**Challenge 1**:
In the passage on physical and logical reads, reproduce the portion from "Rows Row Source" to "read 35 blocks?", substituting "TABLE_X_PK" for "TABLE_X_IDX".
**Challenge 2**:
Carry on the passage about physical and logical reads from its final sentence onward.

The “disk” column above shows 36 blocks being read in via physical IO – while only 5 buffers had actually been accessed after that (logical IOs are shown in the “query” column).

Now that’s weird – as logical IOs are the ones which cause physical IOs, so the LIO count should normally be equal or greater than the physical IO count.

What’s more stranger, the execution plan is an index unique scan:

Rows Row Source Operation ------- --------------------------------------------------- 1 TABLE ACCESS BY INDEX ROWID TABLE_X (cr=5 pr=36 pw=0 time=0 us cost=4 size=26 card=1) 1 INDEX UNIQUE SCAN TABLE_X_IDX (cr=4 pr=35 pw=0 time=0 us cost=3 size=0 card=1)(object id 51063)

… but if you look into the “pr=” column, which means “blocks read via physical read”, then you see that 35 out of the 36 blocks were read in by the INDEX UNIQUE SCAN row source (pr=35). These counters are cumulative, so the pr=36 in the parent TABLE ACCESS BY INDEX ROWID row source means that there was only one block read by physical IO at the table access level. So why does the index access read 35 blocks?

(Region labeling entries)
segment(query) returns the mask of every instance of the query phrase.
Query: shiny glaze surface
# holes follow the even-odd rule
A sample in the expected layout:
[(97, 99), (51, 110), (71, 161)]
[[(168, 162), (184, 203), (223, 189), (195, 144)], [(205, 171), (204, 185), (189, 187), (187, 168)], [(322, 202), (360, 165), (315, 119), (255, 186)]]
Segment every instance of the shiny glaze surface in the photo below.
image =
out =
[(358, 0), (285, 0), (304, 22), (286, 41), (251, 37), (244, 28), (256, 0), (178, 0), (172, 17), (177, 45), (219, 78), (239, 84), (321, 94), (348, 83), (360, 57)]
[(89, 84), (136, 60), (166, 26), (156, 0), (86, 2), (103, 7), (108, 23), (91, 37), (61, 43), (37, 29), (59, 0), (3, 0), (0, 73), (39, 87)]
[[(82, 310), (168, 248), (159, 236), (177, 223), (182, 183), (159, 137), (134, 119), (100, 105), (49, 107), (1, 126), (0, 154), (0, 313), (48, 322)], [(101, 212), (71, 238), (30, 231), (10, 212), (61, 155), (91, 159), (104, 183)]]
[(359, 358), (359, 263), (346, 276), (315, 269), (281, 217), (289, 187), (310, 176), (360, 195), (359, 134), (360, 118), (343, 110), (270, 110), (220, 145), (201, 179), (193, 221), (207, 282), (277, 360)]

**Final result 1**:
Rows Row Source Operation ------- --------------------------------------------------- 1 TABLE ACCESS BY INDEX ROWID TABLE_X (cr=5 pr=36 pw=0 time=0 us cost=4 size=26 card=1) 1 INDEX UNIQUE SCAN TABLE_X_PK (cr=4 pr=35 pw=0 time=0 us cost=3 size=0 card=1)(object id 51063)

… but if you look into the “pr=” column, which means “blocks read via physical read”, then you see that 35 out of the 36 blocks were read in by the INDEX UNIQUE SCAN row source (pr=35). These counters are cumulative, so the pr=36 in the parent TABLE ACCESS BY INDEX ROWID row source means that there was only one block read by physical IO at the table access level. So why does the index access read 35 blocks?

**Final result 2**:
Is it index height? Can’t be – as the max index height is 24 levels (including the leaf level). And such an index would be ridiculous anyway :)

Let’s look into the wait profile:

Elapsed times include waiting on following events: Event waited on Times Max. Wait Total Waited ---------------------------------------- Waited ---------- ------------ SQL*Net message to client 2 0.00 0.00 Disk file operations I/O 4 0.00 0.00 db file sequential read 4 0.01 0.04 db file scattered read 1 0.03 0.03 SQL*Net message from client 2 0.15 0.15 ********************************************************************************

Wow, an index unique scan which is supposed to traverse the index tree with precise single block reads, has done 4 single block reads and one multiblock read!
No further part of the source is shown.